──────── Supplied material

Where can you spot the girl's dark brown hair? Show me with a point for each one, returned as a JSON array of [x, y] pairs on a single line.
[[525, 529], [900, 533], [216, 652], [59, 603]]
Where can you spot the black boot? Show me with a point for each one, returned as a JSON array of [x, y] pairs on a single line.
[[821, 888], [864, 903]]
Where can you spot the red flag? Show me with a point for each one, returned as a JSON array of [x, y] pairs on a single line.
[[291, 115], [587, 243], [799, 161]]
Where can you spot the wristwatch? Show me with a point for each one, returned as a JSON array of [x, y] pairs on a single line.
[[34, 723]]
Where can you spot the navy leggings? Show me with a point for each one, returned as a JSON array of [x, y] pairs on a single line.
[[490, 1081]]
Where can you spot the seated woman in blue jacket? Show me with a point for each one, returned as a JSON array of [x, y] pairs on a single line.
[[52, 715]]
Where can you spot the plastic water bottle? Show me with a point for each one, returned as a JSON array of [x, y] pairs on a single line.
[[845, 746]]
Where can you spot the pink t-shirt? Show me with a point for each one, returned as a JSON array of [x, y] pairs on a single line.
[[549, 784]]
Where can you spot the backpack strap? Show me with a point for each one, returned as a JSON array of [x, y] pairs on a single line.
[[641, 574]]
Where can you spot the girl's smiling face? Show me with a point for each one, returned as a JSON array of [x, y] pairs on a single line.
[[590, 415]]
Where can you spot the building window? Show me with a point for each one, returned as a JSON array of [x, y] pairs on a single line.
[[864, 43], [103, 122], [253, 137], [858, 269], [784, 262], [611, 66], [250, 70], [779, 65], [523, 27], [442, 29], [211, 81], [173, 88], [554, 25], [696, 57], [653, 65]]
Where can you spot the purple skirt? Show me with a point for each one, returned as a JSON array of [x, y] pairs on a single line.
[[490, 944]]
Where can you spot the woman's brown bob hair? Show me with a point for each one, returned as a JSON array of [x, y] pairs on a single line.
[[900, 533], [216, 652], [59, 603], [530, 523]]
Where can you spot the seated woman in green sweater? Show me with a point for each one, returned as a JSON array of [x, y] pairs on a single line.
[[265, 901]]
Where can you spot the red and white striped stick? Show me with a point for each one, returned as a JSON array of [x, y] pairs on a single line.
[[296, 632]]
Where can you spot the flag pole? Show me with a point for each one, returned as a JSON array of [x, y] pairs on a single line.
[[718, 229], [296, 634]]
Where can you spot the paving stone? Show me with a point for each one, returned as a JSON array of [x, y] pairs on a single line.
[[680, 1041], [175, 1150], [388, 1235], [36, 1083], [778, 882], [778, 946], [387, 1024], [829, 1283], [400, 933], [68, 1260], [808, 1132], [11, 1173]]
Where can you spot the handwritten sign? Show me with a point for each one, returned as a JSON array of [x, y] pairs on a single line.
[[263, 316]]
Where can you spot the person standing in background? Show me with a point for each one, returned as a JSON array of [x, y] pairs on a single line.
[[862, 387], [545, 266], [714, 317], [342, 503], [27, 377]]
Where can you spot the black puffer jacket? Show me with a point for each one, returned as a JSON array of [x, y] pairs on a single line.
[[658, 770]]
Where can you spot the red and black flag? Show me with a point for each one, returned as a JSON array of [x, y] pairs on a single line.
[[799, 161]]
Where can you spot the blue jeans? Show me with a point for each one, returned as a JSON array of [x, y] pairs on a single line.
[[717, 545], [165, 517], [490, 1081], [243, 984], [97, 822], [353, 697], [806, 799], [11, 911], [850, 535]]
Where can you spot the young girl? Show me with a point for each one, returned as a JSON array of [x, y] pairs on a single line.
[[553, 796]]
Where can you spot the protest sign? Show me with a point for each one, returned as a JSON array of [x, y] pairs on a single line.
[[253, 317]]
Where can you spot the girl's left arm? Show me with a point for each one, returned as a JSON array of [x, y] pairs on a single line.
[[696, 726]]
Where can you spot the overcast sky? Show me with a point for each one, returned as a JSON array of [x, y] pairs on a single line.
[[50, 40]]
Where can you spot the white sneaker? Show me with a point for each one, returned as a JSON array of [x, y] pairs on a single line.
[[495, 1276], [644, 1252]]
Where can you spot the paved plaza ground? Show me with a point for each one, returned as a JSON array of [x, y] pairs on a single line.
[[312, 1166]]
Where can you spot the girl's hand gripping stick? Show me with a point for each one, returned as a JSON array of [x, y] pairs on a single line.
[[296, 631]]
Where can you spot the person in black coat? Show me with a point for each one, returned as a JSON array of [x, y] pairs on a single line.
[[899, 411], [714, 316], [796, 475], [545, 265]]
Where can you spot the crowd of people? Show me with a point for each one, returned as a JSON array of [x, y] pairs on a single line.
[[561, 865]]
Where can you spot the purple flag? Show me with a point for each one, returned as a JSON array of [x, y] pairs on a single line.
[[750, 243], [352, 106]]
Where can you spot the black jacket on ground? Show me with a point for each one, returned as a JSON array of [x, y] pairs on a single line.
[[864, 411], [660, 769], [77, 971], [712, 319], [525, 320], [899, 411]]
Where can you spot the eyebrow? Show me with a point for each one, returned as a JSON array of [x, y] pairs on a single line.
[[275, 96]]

────────────────

[Exercise goal]: Rewrite all of the lines above, changing every occurrence of "JSON array" to "JSON list" and leaving everything else untouched.

[Full answer]:
Where can you spot the girl's dark brown hair? Show me with a point for each one, returned as a JSON list of [x, y] pairs on a single line.
[[525, 529], [900, 533], [216, 652], [59, 603]]
Where can you spot the black boot? Show me with a point for each one, returned as a JSON list of [x, y] pairs on a single line.
[[821, 888], [864, 903]]
Where can you spot the red flag? Show me with a point for each one, returned as a JSON list of [x, y] pairs on a single line.
[[291, 115], [587, 243], [799, 161]]
Where can you spot the wristwatch? Show me with a point for each one, returned as a JSON list of [x, y] pairs on a single line.
[[34, 723]]
Where can you spot the navy leggings? Show me with a point for each one, returned as a JSON list of [x, y] pairs on a single line.
[[490, 1081]]
Where can you spot the seated woman in blue jacket? Show me with a point for each one, returned as a JSON list of [x, y] pairs on a single line.
[[52, 715]]
Where can you spot the plastic water bottle? Show me with a point for each one, returned as a JSON list of [x, y] pairs on a single line.
[[845, 746]]
Where can you spot the pink t-shirt? Show me with a point for each one, returned as a JSON list of [x, y] pairs on a single line.
[[549, 784]]
Where can you spot the backpack strap? Show me with a point for each one, returned as a JSON list of [x, y] pairs on a single line.
[[641, 574]]
Where can you spot the girl's smiling face? Show me with a point for each one, returned as a JSON list of [x, y] pairs on a single line.
[[590, 415]]
Where can you spot the building window? Show me with a point for each one, returned as a JSON list of [x, y] pairs on a single line.
[[864, 43], [103, 122], [253, 137], [858, 269], [784, 262], [611, 66], [250, 70], [779, 65], [523, 27], [442, 29], [211, 81], [173, 88], [554, 25], [696, 57], [653, 65]]
Where can you spot the purple skirt? Show me with a point for each one, returned as a JSON list of [x, y] pairs on a single line.
[[490, 944]]
Where can you spot the woman's brown bob hair? Show me with a point for each one, returned as a JSON list of [x, y] pairs on a single line.
[[900, 533], [216, 652], [59, 603], [530, 523]]
Where can you spot the seated woman in green sweater? Show me with a point for each one, returned as a JSON list of [x, y] pairs on a single line.
[[265, 901]]
Where can you spot the red and white striped stick? Show me with a point for each one, returned as a JSON list of [x, y] pairs on a single line.
[[296, 632]]
Where can you spot the flag pole? Show me with a point for each one, returned as a JSON list of [x, y] pairs on a single line.
[[718, 229], [296, 634]]
Where can you spot the paving stone? Show me with a point for each one, returned as a JSON list of [x, y] pairs on a single line.
[[680, 1041], [175, 1150], [388, 1235], [36, 1083], [778, 882], [778, 946], [387, 1024], [829, 1283], [400, 933], [68, 1260], [808, 1132], [11, 1173]]
Where can you spot the handwritten sign? Show me with a point for each one, returned as a JSON list of [x, y] pairs on a single line.
[[263, 316]]
Where can you spot the person standing in background? Show me with a point for each one, returned as a JSON list of [x, y] pairs on a single line.
[[862, 387], [545, 266], [714, 317], [342, 503], [27, 377]]
Where can you spot the black puffer jacket? Show me with a point for each one, returned as a JSON list of [x, y] pairs on a single line.
[[658, 770]]
Where can you spot the red and black flag? Show me with a point for each one, returned as a JSON list of [x, y] pairs on a single line.
[[799, 161]]
Where can you spot the blue jeans? Show me with a point for each one, returned as a JSON list of [x, y] pairs on a single line.
[[717, 545], [165, 517], [490, 1081], [243, 984], [97, 822], [353, 697], [806, 799], [11, 911], [850, 535]]
Where can you spot the young girl? Show me with a point for each one, returned as a JSON list of [x, y] pairs on a single line.
[[553, 796]]
Where can you spot the protest sign? Show me with a point for each one, returned as a JSON list of [x, y] pairs on a single line.
[[253, 317]]
Where can you spot the girl's left arm? Show me with a point for each one, returned as a JSON list of [x, y] pairs on a single line.
[[696, 726]]
Where can you spot the overcast sky? Show me with a point for each one, returned as a JSON list of [x, y] pairs on a single line.
[[50, 40]]
Where can you spot the white sneaker? Show me with a point for each one, returned as a JSON list of [x, y] pairs on a single line.
[[495, 1276], [644, 1252]]
Where can you spot the paved plaza ground? Show me with a point for each one, returned as a JSON list of [x, y] pairs on a single line.
[[312, 1166]]
Where can you spot the girl's hand gripping stick? Show me with a point for each one, returned as a JSON list of [x, y] pairs on a single line.
[[296, 631]]
Where can you spot the person in black coat? Show me with a point for each one, returned as a JSON list of [x, y] pairs on a single line.
[[899, 411], [714, 316], [796, 475], [545, 265]]
Where can you spot the crowd of people? Show me with a point for each one, returned as a JSON list of [x, y] pairs on a single line.
[[561, 865]]
Where can you spot the purple flag? Show me with a point for each one, returned as a JSON list of [x, y] pairs on a single line.
[[750, 243], [352, 106]]
Where can you spot the black jacket on ground? Show me with a point for each one, returned as a JSON list of [x, y] pairs on a single line.
[[864, 411], [660, 769], [77, 971], [712, 319], [525, 320], [899, 411]]
Where can you spot the eyebrow? Show me with a point for each one, returned as a JSON list of [x, y] pairs on a single line.
[[275, 96]]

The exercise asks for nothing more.